▸ What is expected
Could you copy out all the lines below, the requests included, offsetting every number in the submitted answers by 30 (the viewBox values and the polygon coordinates alike), and leave the pictures out?

▸ Source records
————————

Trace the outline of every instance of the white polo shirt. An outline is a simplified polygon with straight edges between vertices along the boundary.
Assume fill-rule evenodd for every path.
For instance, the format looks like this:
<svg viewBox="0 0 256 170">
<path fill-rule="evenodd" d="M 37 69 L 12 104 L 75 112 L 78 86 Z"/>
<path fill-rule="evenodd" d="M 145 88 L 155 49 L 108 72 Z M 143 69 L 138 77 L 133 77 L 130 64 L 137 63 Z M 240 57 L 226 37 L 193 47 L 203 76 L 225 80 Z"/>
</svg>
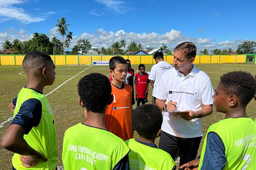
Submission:
<svg viewBox="0 0 256 170">
<path fill-rule="evenodd" d="M 186 77 L 172 68 L 161 76 L 155 97 L 177 102 L 177 109 L 196 111 L 202 105 L 212 104 L 214 94 L 210 78 L 193 65 L 191 72 Z M 187 121 L 181 117 L 164 116 L 162 130 L 172 135 L 189 138 L 201 136 L 202 118 Z"/>
<path fill-rule="evenodd" d="M 158 63 L 152 66 L 150 73 L 148 76 L 149 79 L 155 81 L 154 83 L 152 96 L 155 97 L 155 94 L 157 91 L 157 86 L 161 75 L 172 68 L 173 67 L 170 64 L 164 61 L 159 61 Z"/>
</svg>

————————

▸ Response below
Trace the outline of every instance of the white polo shirt. An outline is a simplified polygon with straight edges between vertices along the boundary.
Assume fill-rule evenodd for every path.
For instance, the format looks like this:
<svg viewBox="0 0 256 170">
<path fill-rule="evenodd" d="M 37 69 L 12 104 L 75 112 L 78 86 Z"/>
<path fill-rule="evenodd" d="M 145 88 L 155 49 L 108 72 Z M 143 69 L 138 77 L 133 77 L 130 64 L 137 63 Z M 240 57 L 226 37 L 193 47 L 203 76 L 225 80 Z"/>
</svg>
Submission:
<svg viewBox="30 30 286 200">
<path fill-rule="evenodd" d="M 216 107 L 202 98 L 191 106 L 185 127 L 207 132 L 207 139 L 226 141 L 232 135 L 242 134 L 244 124 L 240 108 L 223 95 L 221 102 Z M 217 151 L 211 147 L 194 146 L 192 160 L 202 165 L 219 168 L 231 166 L 232 148 Z"/>
<path fill-rule="evenodd" d="M 188 93 L 182 96 L 180 103 L 178 106 L 179 109 L 185 111 L 184 113 L 182 126 L 185 127 L 185 124 L 187 121 L 187 116 L 191 105 L 202 98 L 203 97 L 200 94 L 194 91 L 189 91 Z"/>
</svg>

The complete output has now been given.